[To be done]: Show every line in the records below that contains the string "trunk".

[Material provided]:
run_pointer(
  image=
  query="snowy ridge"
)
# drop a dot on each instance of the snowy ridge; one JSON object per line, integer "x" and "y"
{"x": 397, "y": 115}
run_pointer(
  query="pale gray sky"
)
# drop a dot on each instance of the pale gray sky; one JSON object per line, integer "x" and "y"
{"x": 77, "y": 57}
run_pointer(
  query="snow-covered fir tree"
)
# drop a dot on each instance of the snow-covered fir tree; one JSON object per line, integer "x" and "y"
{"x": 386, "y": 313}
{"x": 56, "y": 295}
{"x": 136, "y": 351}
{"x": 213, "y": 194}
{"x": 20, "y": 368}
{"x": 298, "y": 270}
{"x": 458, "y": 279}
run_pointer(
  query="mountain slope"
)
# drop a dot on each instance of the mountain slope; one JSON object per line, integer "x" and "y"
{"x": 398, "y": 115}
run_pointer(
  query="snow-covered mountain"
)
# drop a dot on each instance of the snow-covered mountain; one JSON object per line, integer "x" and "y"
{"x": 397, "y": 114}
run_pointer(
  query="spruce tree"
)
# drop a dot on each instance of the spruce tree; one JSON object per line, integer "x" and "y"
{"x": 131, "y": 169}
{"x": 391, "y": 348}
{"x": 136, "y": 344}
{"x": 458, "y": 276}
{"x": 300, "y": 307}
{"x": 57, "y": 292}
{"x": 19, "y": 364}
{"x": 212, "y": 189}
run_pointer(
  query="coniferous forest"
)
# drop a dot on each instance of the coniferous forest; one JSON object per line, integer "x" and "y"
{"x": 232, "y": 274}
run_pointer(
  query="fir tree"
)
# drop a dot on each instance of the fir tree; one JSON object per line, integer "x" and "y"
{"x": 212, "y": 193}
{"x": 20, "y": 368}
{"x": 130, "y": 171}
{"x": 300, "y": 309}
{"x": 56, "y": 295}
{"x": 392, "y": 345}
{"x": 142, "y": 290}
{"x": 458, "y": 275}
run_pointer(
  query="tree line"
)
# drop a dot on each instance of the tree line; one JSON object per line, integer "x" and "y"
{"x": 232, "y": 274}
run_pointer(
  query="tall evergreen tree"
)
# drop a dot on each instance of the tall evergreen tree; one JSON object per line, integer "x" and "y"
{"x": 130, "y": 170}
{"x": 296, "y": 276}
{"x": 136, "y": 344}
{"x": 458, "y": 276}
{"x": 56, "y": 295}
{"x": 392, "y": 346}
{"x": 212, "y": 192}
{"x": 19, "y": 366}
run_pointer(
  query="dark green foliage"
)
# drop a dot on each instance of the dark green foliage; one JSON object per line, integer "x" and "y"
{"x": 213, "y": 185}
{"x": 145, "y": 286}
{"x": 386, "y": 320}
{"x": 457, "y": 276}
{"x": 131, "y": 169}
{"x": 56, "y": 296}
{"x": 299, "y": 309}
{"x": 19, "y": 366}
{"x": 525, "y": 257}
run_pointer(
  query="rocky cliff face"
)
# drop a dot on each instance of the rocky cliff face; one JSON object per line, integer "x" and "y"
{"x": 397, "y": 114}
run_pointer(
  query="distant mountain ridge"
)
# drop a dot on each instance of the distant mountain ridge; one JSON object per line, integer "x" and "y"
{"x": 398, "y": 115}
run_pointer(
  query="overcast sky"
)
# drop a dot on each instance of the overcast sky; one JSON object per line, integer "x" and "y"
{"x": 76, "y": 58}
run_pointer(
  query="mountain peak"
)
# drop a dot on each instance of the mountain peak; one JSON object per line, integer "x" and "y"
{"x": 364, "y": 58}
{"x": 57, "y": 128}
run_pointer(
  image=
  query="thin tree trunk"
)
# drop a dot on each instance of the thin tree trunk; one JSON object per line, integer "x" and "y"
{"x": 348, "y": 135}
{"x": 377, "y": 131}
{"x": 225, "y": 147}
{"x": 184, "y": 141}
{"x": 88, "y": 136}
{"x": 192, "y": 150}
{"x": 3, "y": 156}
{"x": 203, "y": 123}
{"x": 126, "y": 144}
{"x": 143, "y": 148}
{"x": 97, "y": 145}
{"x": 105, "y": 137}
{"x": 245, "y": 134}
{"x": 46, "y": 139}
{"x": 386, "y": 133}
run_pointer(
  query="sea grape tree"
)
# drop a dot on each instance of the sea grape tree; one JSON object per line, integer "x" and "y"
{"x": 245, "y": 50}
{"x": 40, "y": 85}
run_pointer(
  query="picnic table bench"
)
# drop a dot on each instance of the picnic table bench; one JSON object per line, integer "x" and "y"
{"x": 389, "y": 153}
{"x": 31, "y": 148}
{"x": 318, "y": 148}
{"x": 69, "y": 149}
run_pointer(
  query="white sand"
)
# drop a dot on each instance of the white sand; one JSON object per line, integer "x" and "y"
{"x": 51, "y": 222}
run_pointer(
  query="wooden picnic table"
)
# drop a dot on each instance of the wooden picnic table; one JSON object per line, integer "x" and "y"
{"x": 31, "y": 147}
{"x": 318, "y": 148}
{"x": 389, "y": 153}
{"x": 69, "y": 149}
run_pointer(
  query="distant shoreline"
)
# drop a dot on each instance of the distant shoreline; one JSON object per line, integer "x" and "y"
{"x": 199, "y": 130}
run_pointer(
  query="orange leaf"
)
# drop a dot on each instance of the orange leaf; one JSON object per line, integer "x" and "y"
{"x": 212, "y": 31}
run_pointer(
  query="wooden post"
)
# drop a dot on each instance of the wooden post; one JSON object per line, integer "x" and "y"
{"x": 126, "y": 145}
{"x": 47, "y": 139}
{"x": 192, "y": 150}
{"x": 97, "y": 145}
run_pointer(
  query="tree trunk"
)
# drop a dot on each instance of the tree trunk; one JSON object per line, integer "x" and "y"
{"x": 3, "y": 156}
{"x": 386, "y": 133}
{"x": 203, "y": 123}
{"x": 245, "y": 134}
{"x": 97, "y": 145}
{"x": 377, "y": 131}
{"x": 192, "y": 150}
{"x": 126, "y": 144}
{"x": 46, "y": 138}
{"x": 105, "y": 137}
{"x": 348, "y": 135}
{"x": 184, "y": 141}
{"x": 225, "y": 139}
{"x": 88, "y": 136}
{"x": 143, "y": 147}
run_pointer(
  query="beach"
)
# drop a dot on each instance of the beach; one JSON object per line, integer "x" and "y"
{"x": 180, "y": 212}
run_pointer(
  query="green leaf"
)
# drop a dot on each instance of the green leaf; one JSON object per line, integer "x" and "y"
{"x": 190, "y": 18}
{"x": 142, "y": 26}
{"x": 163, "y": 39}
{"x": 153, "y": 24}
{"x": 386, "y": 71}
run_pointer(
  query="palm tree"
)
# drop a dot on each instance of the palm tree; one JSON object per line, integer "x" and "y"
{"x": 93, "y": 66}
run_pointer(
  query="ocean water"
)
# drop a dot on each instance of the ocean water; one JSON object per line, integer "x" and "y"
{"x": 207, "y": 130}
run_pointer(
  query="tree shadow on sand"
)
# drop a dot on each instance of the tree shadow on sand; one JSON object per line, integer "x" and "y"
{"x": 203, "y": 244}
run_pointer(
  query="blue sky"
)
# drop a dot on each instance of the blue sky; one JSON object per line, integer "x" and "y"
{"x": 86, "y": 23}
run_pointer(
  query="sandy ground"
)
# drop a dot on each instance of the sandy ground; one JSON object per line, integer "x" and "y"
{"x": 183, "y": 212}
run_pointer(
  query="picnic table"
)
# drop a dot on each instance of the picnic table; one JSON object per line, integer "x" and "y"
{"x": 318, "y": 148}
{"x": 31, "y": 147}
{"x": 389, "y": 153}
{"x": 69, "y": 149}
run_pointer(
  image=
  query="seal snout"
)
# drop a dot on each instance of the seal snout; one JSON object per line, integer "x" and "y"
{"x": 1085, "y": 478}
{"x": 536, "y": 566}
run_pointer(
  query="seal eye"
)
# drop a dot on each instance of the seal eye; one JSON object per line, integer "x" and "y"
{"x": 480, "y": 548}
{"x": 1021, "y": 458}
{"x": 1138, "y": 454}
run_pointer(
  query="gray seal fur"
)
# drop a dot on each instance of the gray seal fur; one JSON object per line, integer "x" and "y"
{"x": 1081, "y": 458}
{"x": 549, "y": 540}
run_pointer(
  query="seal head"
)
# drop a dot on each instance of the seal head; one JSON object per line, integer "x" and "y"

[Exercise output]:
  query="thin tree trunk"
# drop a dot on each instance of the thin tree trunk; one JSON object per line, integer "x" and "y"
  query="tree trunk"
# drop a dot on each instance of the tree trunk; one JSON object per line, integer "x" and "y"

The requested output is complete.